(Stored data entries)
==========
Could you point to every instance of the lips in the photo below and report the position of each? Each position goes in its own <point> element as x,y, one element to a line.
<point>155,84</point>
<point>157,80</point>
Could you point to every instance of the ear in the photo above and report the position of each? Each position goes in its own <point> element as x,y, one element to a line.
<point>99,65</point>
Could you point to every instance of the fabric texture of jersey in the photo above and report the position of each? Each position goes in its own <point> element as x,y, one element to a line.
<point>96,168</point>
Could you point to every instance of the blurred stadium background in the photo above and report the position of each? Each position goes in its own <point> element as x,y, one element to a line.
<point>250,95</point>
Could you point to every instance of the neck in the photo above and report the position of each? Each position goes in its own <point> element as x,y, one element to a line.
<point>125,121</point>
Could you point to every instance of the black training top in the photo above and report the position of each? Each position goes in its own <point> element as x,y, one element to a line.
==========
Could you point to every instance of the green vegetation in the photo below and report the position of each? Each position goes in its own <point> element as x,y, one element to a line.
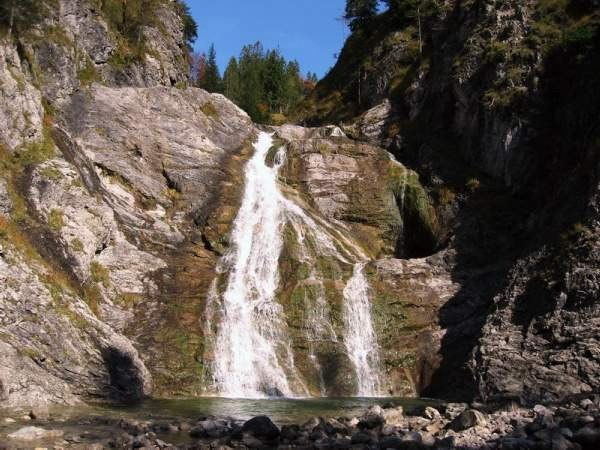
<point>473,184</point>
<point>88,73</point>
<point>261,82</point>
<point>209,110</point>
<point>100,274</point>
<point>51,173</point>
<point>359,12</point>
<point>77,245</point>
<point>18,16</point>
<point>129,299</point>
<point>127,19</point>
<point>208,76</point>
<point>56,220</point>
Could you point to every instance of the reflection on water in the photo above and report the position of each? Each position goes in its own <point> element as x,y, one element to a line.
==========
- [Task instructions]
Render the material above, from the line with "Could you point to every instance of the lips" through the line with "<point>250,95</point>" (both included), as a JSON list of strings with one string per line and blank lines omitted.

- [Solved problem]
[
  "Could you point to every instance of the lips in the photo below and report the position of each? Each position goes in its own <point> element as x,y, one element to a line.",
  "<point>155,84</point>",
  "<point>157,80</point>",
  "Could you point to every instance of the ear in the photo above and report the position of each? Each position goes in its own <point> element as x,y, one element to a line.",
  "<point>99,65</point>",
  "Could you point to every instance of the fabric texture of jersey in the photo above and report the position of each? Each position goes in its own <point> element as x,y, one element to a line.",
  "<point>96,168</point>",
  "Could you point to every instance of the blurred stadium background in the photo above and report the position of each? Each position goes in its own <point> element as x,y, one element to a line.",
  "<point>250,95</point>"
]